Records of labeled boxes:

┄┄┄┄┄┄┄┄┄┄

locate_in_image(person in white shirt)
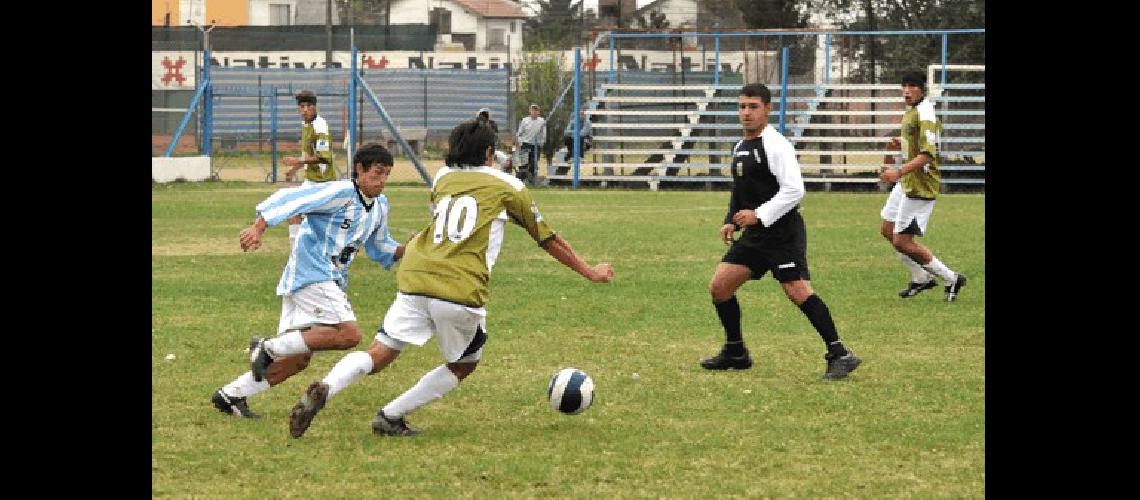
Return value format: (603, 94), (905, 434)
(514, 104), (546, 183)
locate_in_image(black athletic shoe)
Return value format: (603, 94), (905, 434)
(250, 337), (274, 382)
(946, 272), (966, 302)
(210, 388), (261, 418)
(823, 351), (863, 380)
(701, 347), (752, 370)
(898, 276), (936, 298)
(288, 382), (328, 437)
(372, 409), (420, 436)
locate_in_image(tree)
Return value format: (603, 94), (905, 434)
(522, 0), (581, 50)
(736, 0), (808, 28)
(811, 0), (986, 82)
(736, 0), (816, 81)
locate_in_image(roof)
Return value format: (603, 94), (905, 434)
(451, 0), (527, 17)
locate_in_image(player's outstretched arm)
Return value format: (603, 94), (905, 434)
(237, 215), (269, 252)
(543, 235), (613, 282)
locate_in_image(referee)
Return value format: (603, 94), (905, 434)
(701, 83), (861, 379)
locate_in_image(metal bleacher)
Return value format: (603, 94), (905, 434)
(547, 83), (985, 190)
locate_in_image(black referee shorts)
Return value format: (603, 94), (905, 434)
(720, 220), (812, 282)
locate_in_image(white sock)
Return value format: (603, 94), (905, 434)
(895, 252), (934, 282)
(266, 330), (312, 359)
(384, 364), (459, 418)
(320, 351), (372, 397)
(922, 255), (958, 285)
(288, 224), (301, 249)
(221, 371), (269, 397)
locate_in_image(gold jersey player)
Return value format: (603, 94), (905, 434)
(879, 73), (966, 302)
(290, 121), (613, 437)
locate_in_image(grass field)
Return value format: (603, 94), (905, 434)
(150, 182), (986, 498)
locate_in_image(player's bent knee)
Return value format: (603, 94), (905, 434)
(296, 352), (312, 371)
(336, 322), (360, 349)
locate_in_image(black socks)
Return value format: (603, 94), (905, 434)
(713, 295), (744, 356)
(799, 294), (847, 355)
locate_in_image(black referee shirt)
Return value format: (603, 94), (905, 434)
(724, 125), (804, 239)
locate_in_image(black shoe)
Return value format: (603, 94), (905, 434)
(823, 351), (863, 380)
(898, 276), (936, 298)
(210, 388), (261, 418)
(701, 349), (752, 370)
(288, 382), (328, 437)
(250, 337), (274, 382)
(372, 409), (420, 436)
(946, 272), (966, 302)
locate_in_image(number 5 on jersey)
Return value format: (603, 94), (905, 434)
(432, 195), (479, 245)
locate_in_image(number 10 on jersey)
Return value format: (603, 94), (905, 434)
(432, 195), (479, 245)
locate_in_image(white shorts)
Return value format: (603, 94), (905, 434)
(277, 281), (356, 335)
(879, 182), (935, 236)
(376, 293), (487, 363)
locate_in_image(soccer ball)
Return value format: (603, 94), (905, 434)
(546, 368), (594, 415)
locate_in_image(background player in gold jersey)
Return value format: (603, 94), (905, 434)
(879, 72), (966, 302)
(290, 121), (613, 437)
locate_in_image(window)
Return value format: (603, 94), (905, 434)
(430, 7), (451, 34)
(269, 3), (293, 26)
(451, 33), (475, 50)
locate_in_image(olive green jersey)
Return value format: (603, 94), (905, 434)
(397, 166), (554, 308)
(901, 98), (942, 199)
(301, 116), (336, 182)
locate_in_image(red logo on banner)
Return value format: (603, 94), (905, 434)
(162, 56), (186, 85)
(364, 55), (390, 69)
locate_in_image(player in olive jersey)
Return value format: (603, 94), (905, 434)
(282, 90), (336, 248)
(290, 121), (613, 437)
(879, 73), (966, 302)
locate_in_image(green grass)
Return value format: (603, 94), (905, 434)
(150, 182), (986, 498)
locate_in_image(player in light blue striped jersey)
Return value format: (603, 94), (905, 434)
(212, 144), (404, 418)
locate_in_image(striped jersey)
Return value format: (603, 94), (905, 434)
(396, 166), (554, 308)
(301, 116), (336, 182)
(899, 98), (942, 199)
(257, 180), (399, 295)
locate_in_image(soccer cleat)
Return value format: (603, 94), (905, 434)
(288, 382), (328, 437)
(250, 337), (274, 382)
(898, 277), (936, 298)
(372, 409), (420, 436)
(946, 272), (966, 302)
(822, 351), (863, 380)
(210, 388), (261, 418)
(701, 347), (752, 370)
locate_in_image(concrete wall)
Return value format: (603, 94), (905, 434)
(150, 156), (210, 182)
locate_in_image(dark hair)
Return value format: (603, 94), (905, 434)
(352, 142), (393, 179)
(445, 120), (495, 166)
(903, 72), (926, 92)
(740, 83), (772, 104)
(296, 90), (317, 106)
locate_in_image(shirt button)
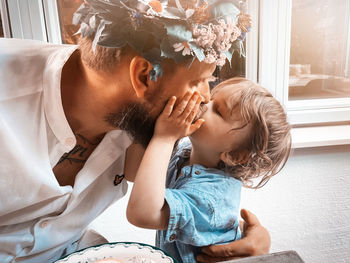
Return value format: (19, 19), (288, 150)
(64, 137), (75, 147)
(169, 234), (176, 241)
(40, 220), (49, 228)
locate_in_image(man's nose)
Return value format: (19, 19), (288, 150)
(198, 86), (210, 104)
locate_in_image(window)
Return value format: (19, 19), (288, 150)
(288, 0), (350, 100)
(256, 0), (350, 147)
(258, 0), (350, 126)
(57, 0), (83, 44)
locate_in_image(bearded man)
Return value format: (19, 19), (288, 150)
(0, 0), (270, 262)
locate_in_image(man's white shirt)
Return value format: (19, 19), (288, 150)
(0, 39), (131, 262)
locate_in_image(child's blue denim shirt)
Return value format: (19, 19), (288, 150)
(156, 141), (242, 263)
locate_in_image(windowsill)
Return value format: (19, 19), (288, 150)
(292, 125), (350, 148)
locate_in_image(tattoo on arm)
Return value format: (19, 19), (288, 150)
(57, 134), (98, 164)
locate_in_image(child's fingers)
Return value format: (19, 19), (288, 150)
(186, 96), (202, 123)
(162, 96), (176, 117)
(188, 119), (204, 135)
(171, 92), (192, 118)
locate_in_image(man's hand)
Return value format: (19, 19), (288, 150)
(154, 92), (204, 141)
(197, 209), (271, 263)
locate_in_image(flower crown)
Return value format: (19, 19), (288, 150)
(73, 0), (251, 78)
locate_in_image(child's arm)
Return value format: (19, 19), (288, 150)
(127, 93), (204, 229)
(124, 143), (145, 182)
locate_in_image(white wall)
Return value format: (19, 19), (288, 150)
(93, 146), (350, 263)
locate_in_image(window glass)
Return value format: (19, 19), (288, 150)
(57, 0), (83, 44)
(289, 0), (350, 100)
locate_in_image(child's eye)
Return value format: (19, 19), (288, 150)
(214, 106), (222, 117)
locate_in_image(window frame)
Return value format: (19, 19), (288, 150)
(0, 0), (350, 147)
(258, 0), (350, 126)
(256, 0), (350, 148)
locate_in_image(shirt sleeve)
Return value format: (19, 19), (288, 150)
(165, 176), (241, 249)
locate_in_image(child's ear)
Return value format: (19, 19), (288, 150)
(220, 149), (249, 166)
(129, 56), (153, 98)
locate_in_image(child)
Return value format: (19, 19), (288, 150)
(127, 78), (291, 262)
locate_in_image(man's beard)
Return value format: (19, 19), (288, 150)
(105, 103), (156, 148)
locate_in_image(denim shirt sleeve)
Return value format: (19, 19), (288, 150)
(165, 171), (241, 246)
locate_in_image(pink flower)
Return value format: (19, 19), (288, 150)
(173, 42), (192, 56)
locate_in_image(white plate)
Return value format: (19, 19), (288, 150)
(55, 242), (176, 263)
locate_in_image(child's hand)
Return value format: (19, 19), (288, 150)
(154, 92), (204, 143)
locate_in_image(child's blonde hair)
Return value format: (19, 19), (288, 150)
(212, 78), (292, 188)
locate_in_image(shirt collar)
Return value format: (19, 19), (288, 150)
(43, 45), (77, 151)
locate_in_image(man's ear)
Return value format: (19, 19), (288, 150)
(220, 149), (249, 166)
(129, 56), (153, 98)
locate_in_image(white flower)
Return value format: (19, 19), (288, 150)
(173, 42), (192, 56)
(140, 0), (168, 17)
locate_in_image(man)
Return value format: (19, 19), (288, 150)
(0, 0), (270, 262)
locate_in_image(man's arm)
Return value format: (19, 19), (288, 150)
(197, 209), (271, 263)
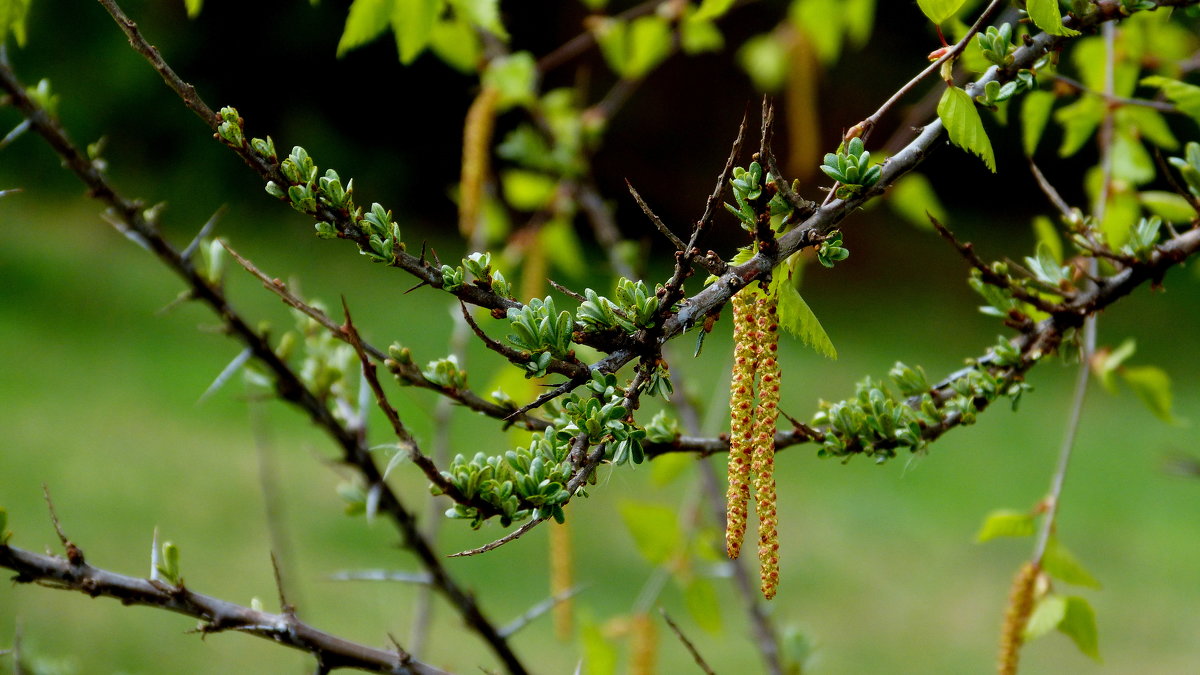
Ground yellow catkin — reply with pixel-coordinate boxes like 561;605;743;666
750;295;780;599
996;562;1040;675
629;611;659;675
458;86;500;239
550;514;574;641
725;293;757;558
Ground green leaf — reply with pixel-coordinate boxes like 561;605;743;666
1138;190;1196;223
917;0;964;24
688;0;733;22
430;17;482;73
580;617;617;675
683;577;721;633
500;169;558;211
679;20;725;54
841;0;875;47
482;52;538;109
338;0;392;56
1033;216;1062;264
1024;595;1067;643
976;509;1034;544
1121;365;1178;424
0;0;32;47
738;32;787;92
1141;74;1200;121
619;500;684;565
888;172;946;229
623;16;671;79
787;0;845;65
769;258;838;359
451;0;509;41
1042;536;1100;589
1025;0;1079;37
937;86;996;173
1093;338;1138;394
1021;91;1054;157
1058;596;1100;661
391;0;442;66
1054;96;1106;157
1109;127;1154;185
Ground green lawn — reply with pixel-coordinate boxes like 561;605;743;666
0;196;1200;674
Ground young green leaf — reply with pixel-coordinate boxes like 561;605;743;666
683;577;721;634
619;501;684;565
336;0;392;58
688;0;733;22
1058;596;1100;661
0;0;32;47
1042;537;1100;589
937;86;996;173
1138;190;1198;223
769;263;838;359
976;509;1033;544
1024;595;1067;643
1121;365;1178;424
1025;0;1079;37
390;0;442;66
917;0;964;24
1021;91;1055;157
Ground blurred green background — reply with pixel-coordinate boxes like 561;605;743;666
0;0;1200;674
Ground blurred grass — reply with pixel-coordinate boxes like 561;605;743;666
0;184;1200;674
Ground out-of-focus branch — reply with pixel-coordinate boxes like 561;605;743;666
0;60;526;673
0;545;445;675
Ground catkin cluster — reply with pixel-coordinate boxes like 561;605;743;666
996;562;1040;675
725;285;780;599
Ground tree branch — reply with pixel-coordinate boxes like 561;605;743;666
0;545;445;675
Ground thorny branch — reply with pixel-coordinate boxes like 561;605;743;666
0;545;445;675
0;57;526;673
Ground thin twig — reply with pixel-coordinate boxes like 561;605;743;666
0;545;445;675
625;178;686;251
1028;157;1076;222
659;607;716;675
500;584;587;638
1050;72;1180;113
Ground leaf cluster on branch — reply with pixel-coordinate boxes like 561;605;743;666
0;0;1200;673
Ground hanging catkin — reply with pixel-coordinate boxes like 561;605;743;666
725;293;757;558
996;562;1039;675
750;294;780;599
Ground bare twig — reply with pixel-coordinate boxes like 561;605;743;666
659;607;716;675
0;546;445;675
625;178;686;251
500;585;586;638
0;56;526;674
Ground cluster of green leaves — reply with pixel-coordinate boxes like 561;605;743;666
725;162;792;232
976;509;1100;661
442;252;512;299
1092;338;1180;424
441;426;576;530
431;371;652;527
575;277;662;334
812;353;1028;456
817;229;850;267
821;136;883;199
506;295;575;377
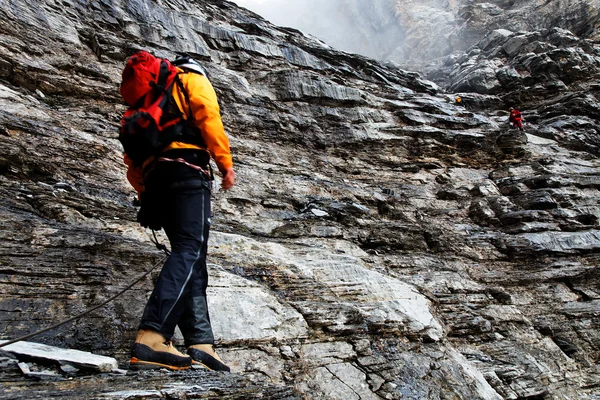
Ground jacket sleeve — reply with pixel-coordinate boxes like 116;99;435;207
123;154;145;197
182;73;233;172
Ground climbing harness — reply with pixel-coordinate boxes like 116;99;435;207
0;230;171;348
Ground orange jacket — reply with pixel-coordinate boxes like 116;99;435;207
124;70;233;194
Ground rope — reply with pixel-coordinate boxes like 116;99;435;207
0;230;171;348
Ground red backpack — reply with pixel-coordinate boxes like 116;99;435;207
119;51;204;166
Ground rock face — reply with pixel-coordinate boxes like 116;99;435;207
0;0;600;399
233;0;600;70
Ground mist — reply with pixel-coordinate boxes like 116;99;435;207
229;0;406;62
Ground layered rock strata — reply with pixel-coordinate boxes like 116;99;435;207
0;0;600;399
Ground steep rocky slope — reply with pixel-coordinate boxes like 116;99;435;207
0;0;600;399
237;0;600;71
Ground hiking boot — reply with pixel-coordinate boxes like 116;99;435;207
188;344;231;372
129;329;192;371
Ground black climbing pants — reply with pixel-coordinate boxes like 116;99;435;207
140;152;214;346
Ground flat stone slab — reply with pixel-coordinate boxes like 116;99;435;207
0;340;119;372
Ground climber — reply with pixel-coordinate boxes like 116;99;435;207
454;95;465;107
119;52;234;371
508;107;523;131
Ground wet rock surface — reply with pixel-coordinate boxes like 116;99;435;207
0;0;600;399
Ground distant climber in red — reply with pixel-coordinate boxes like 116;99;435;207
508;107;523;130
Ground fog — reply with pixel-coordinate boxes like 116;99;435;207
234;0;404;60
230;0;472;69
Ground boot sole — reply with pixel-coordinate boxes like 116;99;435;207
192;360;214;371
129;357;191;371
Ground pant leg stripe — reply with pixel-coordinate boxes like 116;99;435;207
160;191;206;329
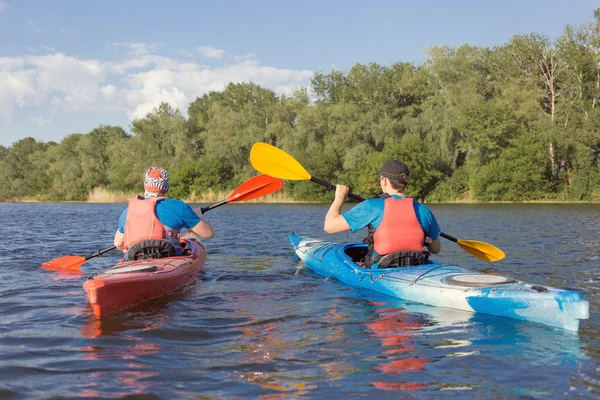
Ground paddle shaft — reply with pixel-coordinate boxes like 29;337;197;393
200;200;227;214
85;246;117;261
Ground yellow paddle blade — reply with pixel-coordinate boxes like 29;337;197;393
250;142;310;181
456;240;504;262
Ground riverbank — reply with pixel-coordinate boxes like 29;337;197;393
5;188;600;204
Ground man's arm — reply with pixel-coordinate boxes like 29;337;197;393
323;185;350;233
427;237;442;254
113;230;125;249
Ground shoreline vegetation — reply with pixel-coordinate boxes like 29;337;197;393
0;9;600;204
4;188;600;204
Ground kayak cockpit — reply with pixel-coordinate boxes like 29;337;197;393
344;243;433;269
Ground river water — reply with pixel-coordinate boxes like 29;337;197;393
0;203;600;399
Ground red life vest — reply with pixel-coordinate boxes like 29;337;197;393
123;196;167;250
373;197;425;255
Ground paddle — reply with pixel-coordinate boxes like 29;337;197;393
250;142;504;262
42;175;283;270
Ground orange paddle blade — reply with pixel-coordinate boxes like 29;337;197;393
225;175;283;203
42;256;85;270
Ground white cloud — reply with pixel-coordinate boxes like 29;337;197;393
198;46;225;60
110;42;158;57
0;43;313;125
27;19;43;33
58;28;79;37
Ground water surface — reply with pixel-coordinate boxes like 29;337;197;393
0;203;600;399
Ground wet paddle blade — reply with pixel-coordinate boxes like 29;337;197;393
456;240;505;262
42;256;85;270
250;142;310;181
226;175;283;203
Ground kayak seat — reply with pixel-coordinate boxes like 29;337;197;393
127;240;177;261
377;250;429;268
344;246;369;267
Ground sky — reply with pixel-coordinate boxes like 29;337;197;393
0;0;600;147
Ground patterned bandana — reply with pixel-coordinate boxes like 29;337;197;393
144;167;169;198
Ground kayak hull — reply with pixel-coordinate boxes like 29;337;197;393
83;234;207;317
289;234;589;331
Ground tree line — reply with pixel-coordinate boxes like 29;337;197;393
0;9;600;202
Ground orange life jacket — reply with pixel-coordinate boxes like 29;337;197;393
123;196;167;250
373;196;425;255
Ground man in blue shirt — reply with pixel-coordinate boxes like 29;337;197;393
324;160;441;262
114;167;215;249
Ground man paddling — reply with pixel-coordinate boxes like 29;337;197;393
324;160;441;268
114;167;215;254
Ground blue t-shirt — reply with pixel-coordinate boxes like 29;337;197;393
342;195;440;240
119;198;200;233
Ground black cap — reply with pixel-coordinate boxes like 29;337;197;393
377;160;410;179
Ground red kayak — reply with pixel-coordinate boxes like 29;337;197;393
83;234;206;317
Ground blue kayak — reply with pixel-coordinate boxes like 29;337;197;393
289;234;589;332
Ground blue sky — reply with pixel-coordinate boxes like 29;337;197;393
0;0;600;146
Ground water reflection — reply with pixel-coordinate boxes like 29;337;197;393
366;301;429;391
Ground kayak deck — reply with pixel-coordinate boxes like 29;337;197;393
289;234;589;331
83;235;206;317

┄┄┄┄┄┄┄┄┄┄

AIM OF THE EXERCISE:
Update the items between the line holding "Ground fog —" and the line holding "373;196;425;255", inclusive, putting "canoe" in place of "kayak" and keeping everything else unchanged. Leave the pictures out of your answer.

THE RESPONSE:
Ground fog — reply with pixel-coordinate boxes like 116;99;435;207
234;0;404;60
230;0;472;69
Ground boot sole — reply with pixel-coordinate boxes like 116;99;435;207
192;360;214;371
129;357;191;371
Ground pant leg stripe — reply with pixel-coordinate boxes like 116;99;435;207
160;191;206;329
Ground paddle shaft — reply with pixel-coordinate boxes like 29;337;197;393
200;200;227;214
85;246;117;261
Ground yellow paddle blade — reply with pixel-coordinate boxes like 29;337;197;393
250;142;310;181
456;240;504;262
Ground riverbank — reply with pixel-coordinate boxes like 29;337;197;393
5;188;600;204
Ground man's arm — reply with pixel-coordinate boxes like 29;337;197;393
323;185;350;233
427;237;442;254
113;230;125;249
Ground shoreline vegetation — reply with pixel-coordinate boxes like 29;337;197;393
0;9;600;204
4;188;600;204
Ground canoe cockpit — reply with pixel-coordinate boxes like 29;337;197;393
344;243;433;269
Ground river water — reply with pixel-coordinate boxes like 29;337;197;393
0;203;600;399
Ground red life vest — reply with pixel-coordinate boxes like 29;337;197;393
123;196;167;250
373;197;425;255
Ground paddle — reply with pixel-coordinate boxes like 29;337;197;393
250;142;504;262
42;175;283;270
Ground orange paddle blade — reply with pixel-coordinate boxes like 29;337;197;393
225;175;283;203
42;256;85;270
Ground white cloud — reply with pixel-coordinate boxes like 29;337;197;393
198;46;225;60
110;42;158;57
0;43;313;125
27;19;43;33
58;28;79;37
Ground water surface — reply with pixel-coordinate boxes like 29;337;197;393
0;203;600;399
Ground wet paddle blade — reply with pixel-coordinate boxes like 29;337;197;393
456;240;505;262
42;256;85;270
250;142;310;181
226;175;283;203
Ground canoe seat — reply with pixel-coordinate boxes like 29;337;197;393
127;240;177;261
377;250;429;268
344;246;369;267
Ground sky — reply with pixel-coordinate boxes like 29;337;197;393
0;0;600;147
Ground patterned bandana — reply with pixel-coordinate boxes like 29;337;197;393
144;167;169;198
Ground canoe hull — reply with pixel-coordinate boxes like 29;337;197;393
83;234;207;317
289;234;589;331
Ground tree line — reply with pixel-coordinate boxes like 29;337;197;393
0;9;600;202
Ground orange life jacket — reply with pixel-coordinate boxes like 29;337;197;393
123;196;167;250
373;196;425;255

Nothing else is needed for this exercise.